## What is needed
Copy the lines of the items below word for word, beginning with the line that contains "What element on screen corresponds to the wooden" and ending after the line that contains "[[1030, 562, 1174, 630]]".

(Detection annotation records)
# # # #

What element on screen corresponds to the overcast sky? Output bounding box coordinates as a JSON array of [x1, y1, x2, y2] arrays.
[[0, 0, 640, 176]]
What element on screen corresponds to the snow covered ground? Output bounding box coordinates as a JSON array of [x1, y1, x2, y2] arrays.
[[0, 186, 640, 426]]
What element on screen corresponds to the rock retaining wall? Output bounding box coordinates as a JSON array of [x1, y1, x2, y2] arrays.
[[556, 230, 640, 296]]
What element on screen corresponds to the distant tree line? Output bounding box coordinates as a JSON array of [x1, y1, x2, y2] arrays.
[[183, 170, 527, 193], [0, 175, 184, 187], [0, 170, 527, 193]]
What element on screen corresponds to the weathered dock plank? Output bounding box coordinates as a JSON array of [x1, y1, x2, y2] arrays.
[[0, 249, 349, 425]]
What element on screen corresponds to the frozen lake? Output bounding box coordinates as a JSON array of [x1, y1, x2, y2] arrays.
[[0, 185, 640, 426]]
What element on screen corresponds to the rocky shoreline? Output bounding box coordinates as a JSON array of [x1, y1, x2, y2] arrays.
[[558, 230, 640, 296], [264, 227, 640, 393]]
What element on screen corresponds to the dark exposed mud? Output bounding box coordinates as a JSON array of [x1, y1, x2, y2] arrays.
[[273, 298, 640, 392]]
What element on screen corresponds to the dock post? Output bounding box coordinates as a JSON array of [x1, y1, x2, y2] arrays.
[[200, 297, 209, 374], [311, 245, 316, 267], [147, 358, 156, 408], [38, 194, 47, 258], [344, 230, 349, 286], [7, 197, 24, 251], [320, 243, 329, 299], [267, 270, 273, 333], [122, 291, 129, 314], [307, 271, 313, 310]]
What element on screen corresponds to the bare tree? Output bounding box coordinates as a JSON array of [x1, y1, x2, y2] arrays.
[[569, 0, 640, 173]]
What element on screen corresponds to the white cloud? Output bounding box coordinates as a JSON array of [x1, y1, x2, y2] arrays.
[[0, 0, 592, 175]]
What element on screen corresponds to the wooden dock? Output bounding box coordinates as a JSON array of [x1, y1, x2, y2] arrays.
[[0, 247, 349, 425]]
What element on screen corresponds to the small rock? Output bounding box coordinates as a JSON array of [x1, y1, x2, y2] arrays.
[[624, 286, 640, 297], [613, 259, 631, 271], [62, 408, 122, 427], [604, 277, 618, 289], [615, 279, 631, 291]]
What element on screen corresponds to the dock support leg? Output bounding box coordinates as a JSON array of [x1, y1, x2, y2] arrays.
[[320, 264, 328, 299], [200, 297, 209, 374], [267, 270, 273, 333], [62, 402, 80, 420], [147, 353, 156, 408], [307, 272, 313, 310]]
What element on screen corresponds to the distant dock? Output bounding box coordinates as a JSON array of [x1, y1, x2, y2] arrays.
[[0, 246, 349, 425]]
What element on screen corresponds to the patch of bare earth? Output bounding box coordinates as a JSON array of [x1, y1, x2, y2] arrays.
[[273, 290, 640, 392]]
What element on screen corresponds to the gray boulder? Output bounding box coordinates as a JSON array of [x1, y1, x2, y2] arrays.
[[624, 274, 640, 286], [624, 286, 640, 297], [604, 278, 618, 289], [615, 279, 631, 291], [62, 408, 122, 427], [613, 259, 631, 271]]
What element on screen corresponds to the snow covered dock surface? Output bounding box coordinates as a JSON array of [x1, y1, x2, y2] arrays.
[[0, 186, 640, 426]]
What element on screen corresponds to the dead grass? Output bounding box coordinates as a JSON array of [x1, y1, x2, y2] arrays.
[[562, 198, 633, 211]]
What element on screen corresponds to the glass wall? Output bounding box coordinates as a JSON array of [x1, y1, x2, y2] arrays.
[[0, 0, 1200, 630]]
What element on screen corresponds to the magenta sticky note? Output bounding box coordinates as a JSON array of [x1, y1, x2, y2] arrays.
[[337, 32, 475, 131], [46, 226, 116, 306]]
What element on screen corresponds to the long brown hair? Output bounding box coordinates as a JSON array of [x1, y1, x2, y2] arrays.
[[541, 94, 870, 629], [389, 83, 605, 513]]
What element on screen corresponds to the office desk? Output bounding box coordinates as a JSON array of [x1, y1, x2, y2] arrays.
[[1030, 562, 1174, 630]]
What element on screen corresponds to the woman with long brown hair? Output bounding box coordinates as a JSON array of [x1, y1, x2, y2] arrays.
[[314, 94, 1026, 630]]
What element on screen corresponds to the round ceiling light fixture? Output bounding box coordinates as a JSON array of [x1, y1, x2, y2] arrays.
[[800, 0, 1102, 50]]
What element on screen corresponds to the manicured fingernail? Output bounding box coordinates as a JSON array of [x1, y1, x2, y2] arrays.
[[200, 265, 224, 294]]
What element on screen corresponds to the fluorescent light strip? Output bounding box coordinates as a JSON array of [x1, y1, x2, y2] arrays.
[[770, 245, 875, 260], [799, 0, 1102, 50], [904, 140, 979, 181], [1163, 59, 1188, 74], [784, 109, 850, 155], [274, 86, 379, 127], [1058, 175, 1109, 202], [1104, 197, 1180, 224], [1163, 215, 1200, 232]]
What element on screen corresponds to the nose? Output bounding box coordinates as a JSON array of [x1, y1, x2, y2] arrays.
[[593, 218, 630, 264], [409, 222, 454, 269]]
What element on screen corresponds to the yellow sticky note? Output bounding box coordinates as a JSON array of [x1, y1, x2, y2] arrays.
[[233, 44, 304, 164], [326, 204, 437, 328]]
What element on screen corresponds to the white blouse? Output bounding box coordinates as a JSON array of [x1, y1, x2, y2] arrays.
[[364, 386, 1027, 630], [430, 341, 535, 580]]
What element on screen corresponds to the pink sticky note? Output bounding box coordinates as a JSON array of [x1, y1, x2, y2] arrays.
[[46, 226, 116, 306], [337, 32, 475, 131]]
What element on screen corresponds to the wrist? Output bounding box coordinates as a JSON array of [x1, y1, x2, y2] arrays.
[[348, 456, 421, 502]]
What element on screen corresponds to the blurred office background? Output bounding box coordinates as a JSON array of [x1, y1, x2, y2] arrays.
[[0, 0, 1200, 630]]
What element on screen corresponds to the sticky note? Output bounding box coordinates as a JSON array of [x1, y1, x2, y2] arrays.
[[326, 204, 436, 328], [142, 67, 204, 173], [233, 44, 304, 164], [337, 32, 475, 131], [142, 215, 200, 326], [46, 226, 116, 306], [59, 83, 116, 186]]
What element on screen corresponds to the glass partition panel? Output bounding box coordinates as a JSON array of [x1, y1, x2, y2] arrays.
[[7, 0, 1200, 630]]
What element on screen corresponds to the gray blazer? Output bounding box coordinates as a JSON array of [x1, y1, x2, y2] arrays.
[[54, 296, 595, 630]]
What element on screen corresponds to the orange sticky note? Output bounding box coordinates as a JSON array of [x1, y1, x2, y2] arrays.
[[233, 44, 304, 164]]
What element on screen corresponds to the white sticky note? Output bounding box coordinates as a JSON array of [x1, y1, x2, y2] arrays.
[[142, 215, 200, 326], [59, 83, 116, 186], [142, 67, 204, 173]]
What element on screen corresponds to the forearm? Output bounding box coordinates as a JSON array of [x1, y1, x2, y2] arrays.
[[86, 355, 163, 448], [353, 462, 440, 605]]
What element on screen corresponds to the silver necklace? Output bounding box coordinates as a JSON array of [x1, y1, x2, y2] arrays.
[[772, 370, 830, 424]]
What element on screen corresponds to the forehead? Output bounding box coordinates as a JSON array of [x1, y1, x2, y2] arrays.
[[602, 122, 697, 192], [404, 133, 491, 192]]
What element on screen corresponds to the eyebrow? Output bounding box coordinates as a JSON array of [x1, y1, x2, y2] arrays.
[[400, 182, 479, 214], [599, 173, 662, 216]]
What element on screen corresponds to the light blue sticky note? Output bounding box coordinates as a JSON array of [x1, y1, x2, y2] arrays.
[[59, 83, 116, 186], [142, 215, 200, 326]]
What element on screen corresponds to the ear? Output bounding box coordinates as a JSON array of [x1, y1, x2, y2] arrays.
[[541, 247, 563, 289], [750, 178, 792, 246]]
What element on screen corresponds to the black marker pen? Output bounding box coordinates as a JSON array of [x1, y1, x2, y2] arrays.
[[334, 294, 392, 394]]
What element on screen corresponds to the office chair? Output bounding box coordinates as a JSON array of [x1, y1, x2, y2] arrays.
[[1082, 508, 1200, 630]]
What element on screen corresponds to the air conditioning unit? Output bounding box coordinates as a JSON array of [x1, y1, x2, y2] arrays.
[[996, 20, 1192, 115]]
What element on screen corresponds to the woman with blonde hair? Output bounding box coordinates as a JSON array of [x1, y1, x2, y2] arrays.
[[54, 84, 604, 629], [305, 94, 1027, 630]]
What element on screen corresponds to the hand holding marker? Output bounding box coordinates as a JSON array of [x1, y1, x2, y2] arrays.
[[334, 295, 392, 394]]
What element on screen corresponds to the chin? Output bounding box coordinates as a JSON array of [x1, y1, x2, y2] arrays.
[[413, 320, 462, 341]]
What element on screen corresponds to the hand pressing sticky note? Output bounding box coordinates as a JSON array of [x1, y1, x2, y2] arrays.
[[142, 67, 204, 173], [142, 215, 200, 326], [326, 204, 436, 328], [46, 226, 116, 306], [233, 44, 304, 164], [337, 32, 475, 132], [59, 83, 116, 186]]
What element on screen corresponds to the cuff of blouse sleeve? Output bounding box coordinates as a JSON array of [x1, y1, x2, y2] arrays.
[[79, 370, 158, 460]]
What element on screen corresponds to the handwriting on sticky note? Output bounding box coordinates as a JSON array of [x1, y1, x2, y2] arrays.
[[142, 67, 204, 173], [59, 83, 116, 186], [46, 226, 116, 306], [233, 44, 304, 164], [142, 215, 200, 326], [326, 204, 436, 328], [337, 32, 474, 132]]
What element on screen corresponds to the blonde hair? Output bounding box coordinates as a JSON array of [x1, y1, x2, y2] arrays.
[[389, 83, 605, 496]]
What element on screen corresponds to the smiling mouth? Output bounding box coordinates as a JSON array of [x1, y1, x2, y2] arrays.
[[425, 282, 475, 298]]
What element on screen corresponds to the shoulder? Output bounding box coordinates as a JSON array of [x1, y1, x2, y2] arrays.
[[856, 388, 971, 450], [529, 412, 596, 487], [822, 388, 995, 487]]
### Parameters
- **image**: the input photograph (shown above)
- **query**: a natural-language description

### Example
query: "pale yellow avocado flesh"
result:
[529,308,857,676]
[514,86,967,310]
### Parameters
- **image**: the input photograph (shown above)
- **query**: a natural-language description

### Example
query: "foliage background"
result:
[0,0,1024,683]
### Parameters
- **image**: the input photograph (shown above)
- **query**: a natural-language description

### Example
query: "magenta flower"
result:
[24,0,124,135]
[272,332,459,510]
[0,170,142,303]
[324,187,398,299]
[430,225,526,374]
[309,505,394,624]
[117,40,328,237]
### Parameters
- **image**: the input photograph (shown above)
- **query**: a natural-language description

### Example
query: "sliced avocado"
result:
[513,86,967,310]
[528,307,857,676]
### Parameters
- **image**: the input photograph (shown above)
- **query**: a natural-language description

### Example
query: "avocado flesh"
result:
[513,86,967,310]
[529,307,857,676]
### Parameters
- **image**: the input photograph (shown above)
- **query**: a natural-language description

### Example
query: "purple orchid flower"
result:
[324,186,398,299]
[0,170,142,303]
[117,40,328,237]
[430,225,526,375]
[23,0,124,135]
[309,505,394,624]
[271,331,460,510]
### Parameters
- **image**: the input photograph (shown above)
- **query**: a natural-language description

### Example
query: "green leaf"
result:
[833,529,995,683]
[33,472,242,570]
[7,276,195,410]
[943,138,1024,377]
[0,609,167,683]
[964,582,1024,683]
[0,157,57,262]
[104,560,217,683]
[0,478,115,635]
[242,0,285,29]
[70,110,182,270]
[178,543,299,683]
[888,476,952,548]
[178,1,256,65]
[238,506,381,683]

# # # #

## Exercise solution
What element on screen corresponds to the wooden dock? Output bounding box coordinates as a JSON array of [x1, y1, x2, y2] arrays.
[[0, 247, 349, 425]]
What element on screen corresponds to the small rock? Output bounding box coordinates as a JSON array of [x1, y1, x2, y2] arrays.
[[624, 286, 640, 297], [613, 259, 631, 271], [62, 408, 122, 427], [604, 277, 618, 289], [615, 279, 631, 291]]
What element on screen corresponds to the dock support leg? Output bounding box coordinates as a JSON array of [x1, y1, x2, y2] arrays.
[[320, 264, 328, 299], [200, 297, 209, 374], [267, 270, 273, 333], [62, 402, 80, 420], [147, 353, 156, 408], [307, 272, 313, 310]]
What element on screen corresponds to the distant dock? Output bounding box coordinates as a JSON array of [x1, y1, x2, y2] arrays.
[[0, 246, 349, 425]]
What element on screen corresponds to the patch of bare earth? Output bounding box coordinates as a JSON array of [x1, y1, x2, y2] arrays.
[[273, 290, 640, 392]]
What element on screen corresponds to the gray boulder? Output bounding box coordinates as a JSON array of [x1, y1, x2, y2] arrays.
[[624, 274, 640, 286], [624, 286, 640, 297], [604, 278, 618, 289], [615, 279, 631, 291], [62, 408, 122, 427], [613, 259, 631, 271]]
What element on screen corresponds to the snow covered dock surface? Output bounding box coordinates as a JSON array of [x1, y1, x2, y2] arrays.
[[0, 186, 640, 426]]
What element on screen corresponds to the dead grass? Output bounding box coordinates as a JSON array of [x1, y1, x2, y2] arrays.
[[562, 198, 633, 211]]
What element on screen corresponds to the glass wall? Output bounding box coordinates as a JSON array of [x1, y1, x2, y2] arrays.
[[0, 0, 1200, 630]]
What element on screen corresponds to the magenta sticky note? Output bounding box coordinates as a JSON array of [x1, y1, x2, y2] arrays.
[[337, 32, 475, 131], [46, 226, 116, 306]]
What element on screen corresponds to the long brown hair? Output bounding box coordinates as a JSON array of [x1, y1, x2, y2] arrays.
[[541, 94, 870, 629], [389, 83, 605, 513]]
What element on screen corresponds to the office desk? Output bounding box coordinates as a JSON array of [x1, y1, x2, y2] arrays.
[[1030, 562, 1174, 630]]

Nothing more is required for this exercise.